## begin SUPPLIED MATERIAL
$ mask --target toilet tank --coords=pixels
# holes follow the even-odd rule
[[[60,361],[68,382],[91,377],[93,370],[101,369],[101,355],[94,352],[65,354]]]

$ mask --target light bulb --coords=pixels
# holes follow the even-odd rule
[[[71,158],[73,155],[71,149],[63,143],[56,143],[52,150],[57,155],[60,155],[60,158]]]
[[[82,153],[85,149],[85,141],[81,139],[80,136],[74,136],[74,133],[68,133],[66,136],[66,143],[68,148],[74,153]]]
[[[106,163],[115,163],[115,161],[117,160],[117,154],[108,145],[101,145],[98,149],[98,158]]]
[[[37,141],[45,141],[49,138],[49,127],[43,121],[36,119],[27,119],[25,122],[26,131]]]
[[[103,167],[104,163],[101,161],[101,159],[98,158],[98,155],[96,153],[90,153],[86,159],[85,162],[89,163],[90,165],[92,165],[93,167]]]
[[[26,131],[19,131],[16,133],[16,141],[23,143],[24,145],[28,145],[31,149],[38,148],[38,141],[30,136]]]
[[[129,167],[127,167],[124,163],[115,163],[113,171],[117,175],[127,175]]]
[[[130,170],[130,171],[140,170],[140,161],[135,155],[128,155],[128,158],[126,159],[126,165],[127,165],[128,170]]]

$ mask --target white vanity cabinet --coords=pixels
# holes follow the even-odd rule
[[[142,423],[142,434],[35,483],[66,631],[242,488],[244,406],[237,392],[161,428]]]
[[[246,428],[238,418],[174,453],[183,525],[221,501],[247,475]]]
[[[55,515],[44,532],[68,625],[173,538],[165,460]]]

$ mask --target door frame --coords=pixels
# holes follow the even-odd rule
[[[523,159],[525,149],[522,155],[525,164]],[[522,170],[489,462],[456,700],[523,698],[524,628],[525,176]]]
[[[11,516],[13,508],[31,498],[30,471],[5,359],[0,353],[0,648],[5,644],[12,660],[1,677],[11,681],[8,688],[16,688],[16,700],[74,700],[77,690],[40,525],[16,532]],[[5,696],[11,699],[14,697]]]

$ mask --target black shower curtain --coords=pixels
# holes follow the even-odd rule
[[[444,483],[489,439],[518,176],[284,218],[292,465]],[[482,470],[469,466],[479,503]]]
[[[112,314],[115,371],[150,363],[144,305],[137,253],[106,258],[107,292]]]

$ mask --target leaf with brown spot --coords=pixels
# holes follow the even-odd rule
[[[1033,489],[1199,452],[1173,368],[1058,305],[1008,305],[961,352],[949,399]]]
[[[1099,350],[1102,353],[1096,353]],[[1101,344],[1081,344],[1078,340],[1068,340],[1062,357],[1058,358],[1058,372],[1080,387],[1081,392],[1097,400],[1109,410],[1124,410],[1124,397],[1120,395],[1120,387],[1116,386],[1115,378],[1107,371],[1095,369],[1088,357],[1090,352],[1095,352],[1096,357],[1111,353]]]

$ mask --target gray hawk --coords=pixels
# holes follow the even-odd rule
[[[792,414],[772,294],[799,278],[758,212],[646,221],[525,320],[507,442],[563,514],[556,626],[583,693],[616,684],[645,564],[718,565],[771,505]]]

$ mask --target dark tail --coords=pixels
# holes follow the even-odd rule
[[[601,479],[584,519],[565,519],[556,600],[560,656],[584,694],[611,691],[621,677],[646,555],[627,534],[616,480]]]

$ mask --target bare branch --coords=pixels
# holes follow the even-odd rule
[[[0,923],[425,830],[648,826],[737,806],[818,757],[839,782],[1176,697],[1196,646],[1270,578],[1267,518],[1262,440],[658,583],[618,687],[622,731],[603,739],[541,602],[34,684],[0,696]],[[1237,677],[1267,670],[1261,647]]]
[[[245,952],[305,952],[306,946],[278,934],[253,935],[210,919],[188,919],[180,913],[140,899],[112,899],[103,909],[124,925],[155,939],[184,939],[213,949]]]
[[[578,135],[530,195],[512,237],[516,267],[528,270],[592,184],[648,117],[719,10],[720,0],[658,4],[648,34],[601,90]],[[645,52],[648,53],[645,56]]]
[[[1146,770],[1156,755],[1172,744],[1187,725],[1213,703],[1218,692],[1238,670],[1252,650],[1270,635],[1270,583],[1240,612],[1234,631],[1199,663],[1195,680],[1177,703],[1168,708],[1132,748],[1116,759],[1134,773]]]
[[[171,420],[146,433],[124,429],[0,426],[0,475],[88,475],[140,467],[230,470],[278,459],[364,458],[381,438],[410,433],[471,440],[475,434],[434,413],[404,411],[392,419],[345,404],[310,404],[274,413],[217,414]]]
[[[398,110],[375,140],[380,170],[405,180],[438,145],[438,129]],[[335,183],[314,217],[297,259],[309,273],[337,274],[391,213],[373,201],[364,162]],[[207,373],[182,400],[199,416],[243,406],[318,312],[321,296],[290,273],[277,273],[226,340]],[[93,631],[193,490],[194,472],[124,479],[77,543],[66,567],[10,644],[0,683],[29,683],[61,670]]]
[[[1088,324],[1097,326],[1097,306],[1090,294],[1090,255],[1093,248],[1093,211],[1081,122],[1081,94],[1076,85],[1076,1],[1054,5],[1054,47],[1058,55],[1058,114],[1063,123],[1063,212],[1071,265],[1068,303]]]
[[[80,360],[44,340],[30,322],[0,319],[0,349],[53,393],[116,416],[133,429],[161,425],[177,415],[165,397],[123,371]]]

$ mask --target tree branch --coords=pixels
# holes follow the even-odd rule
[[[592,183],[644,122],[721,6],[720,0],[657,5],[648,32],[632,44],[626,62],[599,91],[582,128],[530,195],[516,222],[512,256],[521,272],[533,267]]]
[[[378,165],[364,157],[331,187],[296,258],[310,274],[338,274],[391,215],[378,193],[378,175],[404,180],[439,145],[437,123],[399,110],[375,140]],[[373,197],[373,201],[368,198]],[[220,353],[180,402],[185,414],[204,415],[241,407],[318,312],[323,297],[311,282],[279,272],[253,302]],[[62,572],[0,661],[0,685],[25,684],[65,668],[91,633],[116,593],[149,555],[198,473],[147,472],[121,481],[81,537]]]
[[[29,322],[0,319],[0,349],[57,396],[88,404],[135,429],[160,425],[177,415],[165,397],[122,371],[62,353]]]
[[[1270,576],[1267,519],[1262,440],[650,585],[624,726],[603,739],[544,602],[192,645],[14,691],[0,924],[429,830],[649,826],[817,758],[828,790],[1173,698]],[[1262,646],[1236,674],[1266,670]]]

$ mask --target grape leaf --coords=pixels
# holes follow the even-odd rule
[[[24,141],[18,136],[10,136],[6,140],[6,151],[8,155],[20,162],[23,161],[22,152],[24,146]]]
## end SUPPLIED MATERIAL
Output the lines above verbatim and in full.

$ mask --target toilet tank --coords=pixels
# holes follow the even-odd rule
[[[60,361],[68,382],[91,377],[93,370],[101,369],[101,355],[94,352],[65,354]]]

$ mask --target light bulb --coords=pixels
# holes follow the even-odd rule
[[[71,158],[73,155],[71,149],[63,143],[56,143],[52,150],[57,155],[60,155],[60,158]]]
[[[82,153],[85,149],[85,141],[81,139],[80,136],[74,136],[74,133],[68,133],[66,136],[66,143],[68,148],[74,153]]]
[[[106,163],[115,163],[115,161],[117,160],[117,154],[108,145],[101,145],[98,149],[98,158]]]
[[[37,141],[45,141],[49,138],[49,127],[43,121],[36,119],[27,119],[25,122],[26,131]]]
[[[103,167],[104,163],[101,161],[101,159],[98,158],[98,155],[96,153],[90,153],[86,159],[85,162],[89,163],[90,165],[92,165],[93,167]]]
[[[26,131],[19,131],[16,133],[16,141],[23,143],[24,145],[28,145],[31,149],[38,148],[38,141],[30,136]]]
[[[129,167],[127,167],[124,163],[115,163],[113,171],[117,175],[127,175]]]
[[[130,170],[130,171],[140,170],[140,161],[135,155],[128,155],[128,158],[126,159],[126,165],[127,165],[128,170]]]

$ mask --target white vanity cabinet --coords=pixels
# holes follow the even-odd rule
[[[142,423],[142,434],[35,483],[66,631],[242,488],[244,406],[237,392],[161,428]]]
[[[246,428],[238,418],[174,453],[183,525],[221,501],[247,475]]]
[[[55,515],[44,532],[68,625],[173,538],[165,460]]]

$ mask --target door frame --coords=pixels
# holes follow the even-odd rule
[[[523,159],[525,149],[522,155],[525,164]],[[522,170],[489,462],[456,700],[523,698],[524,628],[525,176]]]
[[[11,516],[13,508],[31,498],[30,471],[5,359],[0,353],[0,648],[5,644],[12,660],[1,677],[11,681],[8,688],[16,688],[16,700],[74,700],[77,690],[40,525],[16,532]],[[5,696],[11,699],[14,697]]]

$ mask --target black shower curtain --coords=pixels
# holes follow the even-odd rule
[[[444,483],[489,439],[518,176],[284,218],[292,465]],[[482,470],[469,466],[479,503]]]
[[[112,314],[115,371],[150,363],[144,305],[137,253],[106,258],[107,292]]]

$ mask --target leaf with brown spot --coords=pixels
# holes follow the even-odd rule
[[[1033,489],[1199,452],[1173,368],[1058,305],[1008,305],[961,352],[949,399]]]
[[[1099,350],[1102,353],[1096,353]],[[1101,344],[1081,344],[1078,340],[1068,340],[1062,357],[1058,358],[1058,372],[1080,387],[1081,392],[1097,400],[1109,410],[1124,410],[1124,397],[1120,395],[1120,387],[1116,386],[1115,378],[1107,371],[1095,369],[1088,357],[1090,352],[1095,352],[1096,357],[1111,353]]]

$ mask --target gray hawk --coords=pixels
# holes follow the even-odd rule
[[[792,414],[772,294],[799,278],[758,212],[646,221],[525,320],[507,442],[563,514],[556,626],[583,693],[616,684],[645,564],[718,565],[771,505]]]

$ mask --target dark tail --coords=pixels
# holes follow the even-odd rule
[[[601,479],[584,519],[565,519],[556,600],[560,656],[584,694],[611,691],[621,677],[646,555],[627,534],[616,480]]]

$ mask --target bare branch --coords=pixels
# holes follow the even-odd rule
[[[0,923],[425,830],[648,826],[737,806],[818,757],[839,782],[1176,697],[1196,646],[1270,578],[1267,518],[1262,440],[658,583],[618,687],[622,731],[603,739],[541,602],[34,684],[0,696]],[[1237,677],[1267,670],[1261,647]]]
[[[245,952],[305,952],[306,946],[278,934],[253,935],[210,919],[188,919],[180,913],[140,899],[112,899],[103,909],[124,925],[155,939],[184,939],[213,949]]]
[[[578,135],[530,195],[512,237],[516,267],[528,270],[592,184],[648,117],[719,10],[720,0],[658,4],[648,34],[601,90]],[[645,52],[648,53],[645,56]]]
[[[1146,770],[1156,755],[1172,744],[1187,725],[1213,703],[1218,692],[1238,670],[1252,650],[1270,635],[1270,583],[1240,612],[1234,631],[1199,663],[1195,680],[1177,703],[1168,708],[1132,748],[1116,759],[1134,773]]]
[[[171,420],[146,433],[124,429],[0,426],[0,475],[88,475],[140,467],[230,470],[278,459],[364,458],[381,438],[410,433],[471,440],[475,434],[434,413],[404,411],[392,419],[345,404],[310,404],[274,413],[217,414]]]
[[[398,110],[375,140],[380,170],[405,180],[438,145],[438,129]],[[335,183],[314,217],[297,259],[309,273],[337,274],[391,213],[373,201],[364,162]],[[207,373],[182,400],[199,416],[243,406],[318,312],[321,296],[290,273],[277,273],[226,340]],[[93,631],[193,490],[194,472],[124,479],[77,543],[66,567],[10,644],[0,683],[29,683],[61,670]]]
[[[1088,324],[1097,326],[1097,306],[1090,294],[1090,255],[1093,248],[1093,211],[1081,122],[1081,94],[1076,85],[1076,1],[1054,5],[1054,47],[1058,55],[1058,114],[1063,123],[1063,212],[1071,265],[1068,303]]]
[[[80,360],[44,340],[30,322],[0,319],[0,349],[53,393],[116,416],[133,429],[161,425],[177,415],[165,397],[123,371]]]

$ mask --target tree branch --coords=pixels
# holes follow the even-odd rule
[[[592,183],[644,122],[721,6],[720,0],[657,5],[648,32],[632,44],[626,62],[599,91],[582,128],[530,195],[516,222],[512,256],[521,272],[533,267]]]
[[[378,165],[364,157],[331,187],[296,258],[310,274],[338,274],[391,215],[378,193],[378,175],[404,180],[439,145],[437,123],[399,110],[375,140]],[[373,197],[373,201],[368,198]],[[220,353],[180,402],[185,414],[204,415],[241,407],[318,312],[323,297],[311,282],[279,272],[253,302]],[[62,572],[0,661],[0,685],[25,684],[65,668],[91,633],[116,593],[149,555],[198,473],[147,472],[121,481],[81,537]]]
[[[29,322],[0,319],[0,349],[57,396],[88,404],[135,429],[160,425],[177,415],[165,397],[122,371],[62,353]]]
[[[1270,576],[1267,519],[1262,440],[650,585],[624,726],[603,739],[544,602],[192,645],[14,691],[0,924],[429,830],[649,826],[817,758],[828,790],[1173,698]],[[1262,646],[1236,674],[1266,670]]]

$ mask --target grape leaf --coords=pixels
# holes follow the even-odd rule
[[[24,141],[18,136],[10,136],[6,140],[6,151],[8,155],[20,162],[23,161],[22,152],[24,146]]]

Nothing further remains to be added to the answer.